**About this task**
Copy each entry below without any change.

**Point localization data**
=== Section Start ===

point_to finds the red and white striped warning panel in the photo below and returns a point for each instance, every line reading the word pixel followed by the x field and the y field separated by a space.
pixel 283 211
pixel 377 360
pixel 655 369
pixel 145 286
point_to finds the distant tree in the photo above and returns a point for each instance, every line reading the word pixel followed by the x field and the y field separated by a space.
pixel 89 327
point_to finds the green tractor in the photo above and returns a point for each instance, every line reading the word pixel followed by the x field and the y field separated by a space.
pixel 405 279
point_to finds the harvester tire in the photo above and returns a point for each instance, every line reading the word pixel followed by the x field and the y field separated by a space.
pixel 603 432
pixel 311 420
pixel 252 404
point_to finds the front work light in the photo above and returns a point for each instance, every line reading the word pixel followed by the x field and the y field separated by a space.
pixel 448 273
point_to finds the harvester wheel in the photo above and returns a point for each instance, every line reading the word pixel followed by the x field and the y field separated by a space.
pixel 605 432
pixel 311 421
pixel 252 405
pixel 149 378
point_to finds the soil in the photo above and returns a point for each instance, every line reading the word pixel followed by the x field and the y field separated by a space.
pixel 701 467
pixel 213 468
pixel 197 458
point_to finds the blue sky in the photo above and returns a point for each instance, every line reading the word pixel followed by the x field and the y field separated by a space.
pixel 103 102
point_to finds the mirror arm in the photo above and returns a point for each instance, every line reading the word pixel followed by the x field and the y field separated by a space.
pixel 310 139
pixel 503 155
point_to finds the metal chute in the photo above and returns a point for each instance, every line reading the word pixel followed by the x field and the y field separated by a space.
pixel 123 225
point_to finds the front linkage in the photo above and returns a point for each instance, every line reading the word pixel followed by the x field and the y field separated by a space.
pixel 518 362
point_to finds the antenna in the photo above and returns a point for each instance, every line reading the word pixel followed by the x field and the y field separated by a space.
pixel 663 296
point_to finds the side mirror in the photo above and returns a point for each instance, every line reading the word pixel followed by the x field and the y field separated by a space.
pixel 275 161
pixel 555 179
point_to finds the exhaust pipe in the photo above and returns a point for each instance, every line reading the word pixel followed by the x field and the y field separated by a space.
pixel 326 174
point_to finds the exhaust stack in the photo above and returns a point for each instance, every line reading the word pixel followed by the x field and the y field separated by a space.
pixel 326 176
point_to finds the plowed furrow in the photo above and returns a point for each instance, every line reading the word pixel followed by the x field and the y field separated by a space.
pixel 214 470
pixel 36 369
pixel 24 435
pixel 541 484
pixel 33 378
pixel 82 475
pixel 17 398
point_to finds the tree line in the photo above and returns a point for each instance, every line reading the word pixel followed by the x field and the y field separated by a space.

=== Section End ===

**Exercise answer**
point_to finds the red and white striped warning panel in the photo below and returns a point for each instance, every line reading the word pixel followed by the x field and the y field separated by a space.
pixel 283 211
pixel 377 360
pixel 655 369
pixel 145 286
point_to finds the distant tree in the photo above and returns a point for each instance, every line reading the word pixel followed by the x field and the y field separated by a space.
pixel 89 327
point_to finds the green tractor in the photo above and returns a point for each instance, every line reading the word pixel followed by the x field and the y field separated by a space.
pixel 405 279
point_to finds the harvester tire in the photo above and returns a point for each instance, every line reading the word pixel followed by the x field and the y field separated by a space.
pixel 603 432
pixel 311 420
pixel 252 404
point_to finds the front work light in the photo above and returns a point for each instance, every line reading the word pixel followed by the x field and the y field separated by a space.
pixel 448 273
point_to finds the harvester wheel in the photo above and returns a point for each instance, every line reading the word pixel followed by the x field and the y field separated by a space.
pixel 605 432
pixel 311 421
pixel 252 405
pixel 149 378
point_to finds the soil in the photo above and returns a point for each instance, every line reading the word pixel followed by the x field and the y field separated by a space.
pixel 701 467
pixel 213 468
pixel 197 458
point_to finds the blue sky in the photo above and returns a point for each instance, every line reading the word pixel followed by the x field and the y field separated by a space.
pixel 103 102
point_to finds the mirror arm in the photo above and returns a point for each instance, every line reading the word pixel followed by the x field and the y field separated by a space.
pixel 310 139
pixel 503 155
point_to finds the metal chute in the photo above and returns a point for each instance, every line reading the word pixel followed by the x field and the y field separated by a space.
pixel 123 225
point_to finds the front linkage in the photo above and returns a point for each instance, every line reading the word pixel followed by the x field and the y field separated by a space.
pixel 518 362
point_to finds the antenna in the photo above and returns a point for each instance, every line reading the word pixel followed by the x field and the y field separated by a space.
pixel 663 296
point_to finds the side mirror in the photo above and returns a point for each instance, every line reading the word pixel followed by the x field and the y field separated by a space.
pixel 275 161
pixel 555 179
point_to finds the exhaust pipe in the photo above and returns a point for each instance, every line reading the word pixel followed by the x field and the y field separated by a space.
pixel 326 174
point_to finds the exhaust stack in the photo above and returns a point for each instance, every line reading the word pixel followed by the x field and the y field separated by a space.
pixel 326 176
point_to finds the plowed furrow in the photo above and returns a point for each instance, every line reading the word pixel followed by the x field and the y field separated by a space.
pixel 214 470
pixel 36 369
pixel 24 435
pixel 541 484
pixel 33 378
pixel 82 475
pixel 17 398
point_to finds the tree line in the photo above and returns a point for each instance, every line reading the word pixel followed by the x field and the y field separated by a space.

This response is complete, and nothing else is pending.